Parts of the exercise —
[a] In the bug report, what happens to startOrd when the ordinal lookup on the prefixes finds no exact match?
[b] Echo the bug report from "Describe the bug" up to and including "bounds when seeking.".
[c] List every distinct Java source file named in the stack trace of the bug report.

═══ Source document ═══

Skip to content

[BUG] Include/Exclude on terms aggregation can cause IndexOutOfBoundsException #19636

@harshavamsi

Description

@harshavamsi

Describe the bug

While doing an include/exclude on a terms aggregation, we do an ordinal lookup on the prefixes. We get the startOrd and then if there isn't an exact match we do startOrd = -1 - startOrd. This can cause the ordinal values to be out of bounds when seeking.

We should be doing the length check before we seek

                if (startOrd >= length) {
                    continue;
                }

Sample stack trace

 #[org.opensearch.core.common.io.stream.NotSerializableExceptionWrapper]#All shards failed for phase: [query]
NotSerializableExceptionWrapper[index_out_of_bounds_exception: null]
    at org.apache.lucene.codecs.lucene90.Lucene90DocValuesProducer$TermsDict.seekExact(Lucene90DocValuesProducer.java:1182)
    at org.opensearch.index.fielddata.ordinals.GlobalOrdinalMapping.lookupOrd(GlobalOrdinalMapping.java:106)
    at org.opensearch.search.aggregations.bucket.terms.IncludeExclude$PrefixBackedOrdinalsFilter.process(IncludeExclude.java:444)
    at org.opensearch.search.aggregations.bucket.terms.IncludeExclude$PrefixBackedOrdinalsFilter.acceptedGlobalOrdinals(IncludeExclude.java:485)
    at org.opensearch.search.aggregations.bucket.terms.GlobalOrdinalsStringTermsAggregator.<init>(GlobalOrdinalsStringTermsAggregator.java:138)
    at org.opensearch.search.aggregations.bucket.terms.TermsAggregatorFactory$ExecutionMode$2.create(TermsAggregatorFactory.java:502)
    at org.opensearch.search.aggregations.bucket.terms.TermsAggregatorFactory$1.build(TermsAggregatorFactory.java:140)
    at org.opensearch.search.aggregations.bucket.terms.TermsAggregatorFactory.doCreateInternal(TermsAggregatorFactory.java:310)
    at org.opensearch.search.aggregations.support.ValuesSourceAggregatorFactory.createInternal(ValuesSourceAggregatorFactory.java:76)

═══ Dataset excerpt ═══

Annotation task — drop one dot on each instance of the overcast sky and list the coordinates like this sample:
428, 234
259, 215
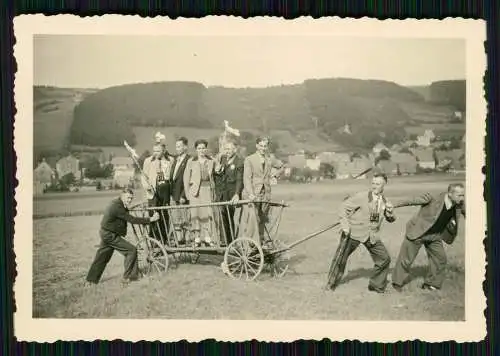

═══

Final answers —
[a] It is set to startOrd = -1 - startOrd.

[b]
Describe the bug

While doing an include/exclude on a terms aggregation, we do an ordinal lookup on the prefixes. We get the startOrd and then if there isn't an exact match we do startOrd = -1 - startOrd. This can cause the ordinal values to be out of bounds when seeking.

[c]
Lucene90DocValuesProducer.java
GlobalOrdinalMapping.java
IncludeExclude.java
GlobalOrdinalsStringTermsAggregator.java
TermsAggregatorFactory.java
ValuesSourceAggregatorFactory.java